Picture shape labeling lines
--------------------------------------------------

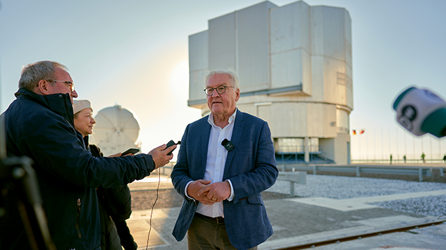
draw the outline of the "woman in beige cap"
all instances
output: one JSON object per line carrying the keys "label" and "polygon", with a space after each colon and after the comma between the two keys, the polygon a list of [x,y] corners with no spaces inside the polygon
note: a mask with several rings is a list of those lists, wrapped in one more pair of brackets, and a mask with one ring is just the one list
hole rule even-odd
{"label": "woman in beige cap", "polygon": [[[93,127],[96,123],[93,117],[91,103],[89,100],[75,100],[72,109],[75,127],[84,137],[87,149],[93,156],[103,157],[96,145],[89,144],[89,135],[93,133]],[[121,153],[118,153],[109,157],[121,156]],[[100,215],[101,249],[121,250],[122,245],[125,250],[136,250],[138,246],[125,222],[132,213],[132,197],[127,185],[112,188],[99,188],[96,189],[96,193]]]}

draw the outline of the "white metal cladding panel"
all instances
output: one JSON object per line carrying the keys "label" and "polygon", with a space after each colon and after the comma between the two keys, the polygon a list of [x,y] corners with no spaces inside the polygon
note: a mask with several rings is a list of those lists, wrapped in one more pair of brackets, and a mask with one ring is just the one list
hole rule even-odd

--------------------------------------------------

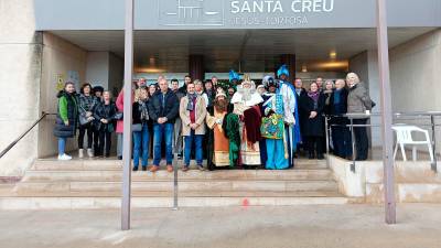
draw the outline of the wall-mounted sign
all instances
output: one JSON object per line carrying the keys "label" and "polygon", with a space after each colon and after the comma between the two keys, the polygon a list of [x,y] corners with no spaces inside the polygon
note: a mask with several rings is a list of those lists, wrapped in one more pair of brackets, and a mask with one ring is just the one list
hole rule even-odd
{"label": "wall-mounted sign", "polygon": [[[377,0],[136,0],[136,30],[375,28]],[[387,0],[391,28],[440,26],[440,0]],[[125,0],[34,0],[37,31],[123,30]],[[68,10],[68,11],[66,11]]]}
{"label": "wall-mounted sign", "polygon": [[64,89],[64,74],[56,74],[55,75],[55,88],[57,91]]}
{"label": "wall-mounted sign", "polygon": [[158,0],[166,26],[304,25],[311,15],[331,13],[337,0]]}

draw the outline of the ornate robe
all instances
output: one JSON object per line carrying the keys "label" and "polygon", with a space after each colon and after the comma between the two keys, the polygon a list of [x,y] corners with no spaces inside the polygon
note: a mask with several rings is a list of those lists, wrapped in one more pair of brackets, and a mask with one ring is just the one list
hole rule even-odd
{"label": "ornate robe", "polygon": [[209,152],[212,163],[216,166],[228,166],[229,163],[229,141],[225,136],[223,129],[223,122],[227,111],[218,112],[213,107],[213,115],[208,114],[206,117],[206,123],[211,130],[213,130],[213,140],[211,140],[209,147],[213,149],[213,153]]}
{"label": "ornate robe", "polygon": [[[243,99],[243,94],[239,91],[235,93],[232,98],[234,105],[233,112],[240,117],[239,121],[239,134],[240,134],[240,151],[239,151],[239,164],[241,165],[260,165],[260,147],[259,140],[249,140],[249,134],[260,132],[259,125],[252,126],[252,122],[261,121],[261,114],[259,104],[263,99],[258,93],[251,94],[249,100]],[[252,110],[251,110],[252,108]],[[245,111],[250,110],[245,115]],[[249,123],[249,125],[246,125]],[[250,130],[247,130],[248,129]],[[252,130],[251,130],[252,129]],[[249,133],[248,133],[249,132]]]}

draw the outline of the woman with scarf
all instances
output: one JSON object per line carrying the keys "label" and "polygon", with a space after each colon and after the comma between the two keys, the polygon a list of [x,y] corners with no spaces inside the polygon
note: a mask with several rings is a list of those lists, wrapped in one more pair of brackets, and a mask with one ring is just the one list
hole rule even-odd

--------------------------------------------------

Your objective
How many lines above contain the word "outline"? Reply with the number alone.

Solution for this task
5